Please pick out the lines below that contain the word "each" and copy them in full. Case counts.

━━━ Data to use

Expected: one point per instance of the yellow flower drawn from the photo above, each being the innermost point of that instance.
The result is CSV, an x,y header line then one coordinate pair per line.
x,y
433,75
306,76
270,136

━━━━━━
━━━ Data to use

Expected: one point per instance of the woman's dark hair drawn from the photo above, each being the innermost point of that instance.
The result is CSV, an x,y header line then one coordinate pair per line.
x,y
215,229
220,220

━━━━━━

Worked solution
Expected: one point per instance of the yellow flower drawn from the photo above, each being the innermost point of that instance.
Expected: one point per instance of the woman's dark hair drawn from the photo above, each being the innermost point of that instance.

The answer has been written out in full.